*Assignment:*
Continue the passage on modern Conservatism and the voluntary sector from the point where it stops.

*Reading text:*
Modern Conservatism and the VCS today

While Cameron’s Big Society vision failed to take hold, its modern Conservative underpinnings persist today. We see this in Johnson’s praise of volunteers and mutual aid groups that stepped up to help the vulnerable during the pandemic, at the same time as cutting Universal Credit, leaving many of these vulnerable people worse off, and limiting pay rises for NHS workers to 1% — a Conservatism distancing itself from Thatcherite individualism, and emphasising the importance of a self-determining society.

At the same time, today’s fiscal policy is much more expansive than the austerity measures of the 2010s. Taxes are set to increase to their highest level in 70 years, and government spending has remained high since the pandemic.

However, the role of the state arguably remains one of a market fixer, rather than being a proactive investor and shaper of markets. Outsourcing in the public sector is endemic, with around one third of government spending on public services going to independent providers.

*Material supplied:*
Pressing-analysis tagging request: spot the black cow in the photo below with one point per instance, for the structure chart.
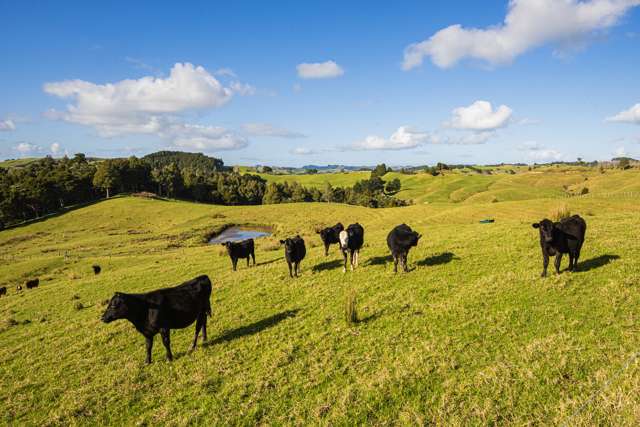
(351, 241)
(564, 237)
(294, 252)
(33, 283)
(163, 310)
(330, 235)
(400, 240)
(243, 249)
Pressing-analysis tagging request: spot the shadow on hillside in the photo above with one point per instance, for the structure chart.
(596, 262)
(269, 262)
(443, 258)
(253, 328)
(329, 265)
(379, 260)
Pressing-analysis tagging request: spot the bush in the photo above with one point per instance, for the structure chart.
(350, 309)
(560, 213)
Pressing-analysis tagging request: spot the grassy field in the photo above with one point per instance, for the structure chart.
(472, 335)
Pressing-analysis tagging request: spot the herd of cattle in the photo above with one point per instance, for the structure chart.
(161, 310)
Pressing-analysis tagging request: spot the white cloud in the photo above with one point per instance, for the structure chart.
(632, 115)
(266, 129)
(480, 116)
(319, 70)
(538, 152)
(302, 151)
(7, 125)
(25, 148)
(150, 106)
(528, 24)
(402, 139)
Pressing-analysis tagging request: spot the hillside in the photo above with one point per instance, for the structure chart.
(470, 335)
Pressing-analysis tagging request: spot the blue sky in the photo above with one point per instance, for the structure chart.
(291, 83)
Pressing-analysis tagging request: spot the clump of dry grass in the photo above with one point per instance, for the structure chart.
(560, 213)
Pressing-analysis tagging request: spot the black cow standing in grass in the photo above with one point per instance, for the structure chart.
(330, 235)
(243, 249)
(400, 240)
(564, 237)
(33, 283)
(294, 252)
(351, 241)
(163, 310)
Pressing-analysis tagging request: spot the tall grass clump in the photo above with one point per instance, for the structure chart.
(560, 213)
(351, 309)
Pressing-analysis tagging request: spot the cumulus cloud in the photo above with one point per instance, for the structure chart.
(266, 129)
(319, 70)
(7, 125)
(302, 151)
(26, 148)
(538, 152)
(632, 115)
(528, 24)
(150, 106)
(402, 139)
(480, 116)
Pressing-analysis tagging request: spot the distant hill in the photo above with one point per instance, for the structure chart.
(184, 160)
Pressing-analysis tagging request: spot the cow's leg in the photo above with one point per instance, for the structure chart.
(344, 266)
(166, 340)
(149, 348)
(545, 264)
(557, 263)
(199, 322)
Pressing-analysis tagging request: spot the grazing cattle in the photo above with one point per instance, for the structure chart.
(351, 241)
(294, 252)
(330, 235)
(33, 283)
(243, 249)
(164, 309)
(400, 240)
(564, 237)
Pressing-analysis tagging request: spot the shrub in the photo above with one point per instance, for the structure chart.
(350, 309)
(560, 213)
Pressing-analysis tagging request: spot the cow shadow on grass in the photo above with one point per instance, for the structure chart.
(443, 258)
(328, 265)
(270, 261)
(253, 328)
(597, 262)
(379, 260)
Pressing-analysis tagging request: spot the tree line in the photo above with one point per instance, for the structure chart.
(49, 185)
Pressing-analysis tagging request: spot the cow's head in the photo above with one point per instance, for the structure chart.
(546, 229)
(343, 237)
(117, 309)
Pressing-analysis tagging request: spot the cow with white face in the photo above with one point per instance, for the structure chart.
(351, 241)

*Answer below:*
Driven by the logic of NPM, these outsourcing practices miss the point of the third sector. Much of the value charities and community organisations create cannot be evidenced in hard numbers, or by meeting efficiency targets.

Moreover, service provision is just one of many things VCOs do. Campaigning, advocacy, providing access to justice and legal support, and building power in communities are just some of the other things these organisations do, and fund, in civil society.

If the government is to realise its ambitions of levelling up communities across the UK — to genuinely devolve power — it must ensure that public money reaches voluntary and community sector organisations that continue to do this vital work in communities across the country, enhancing the social value it creates.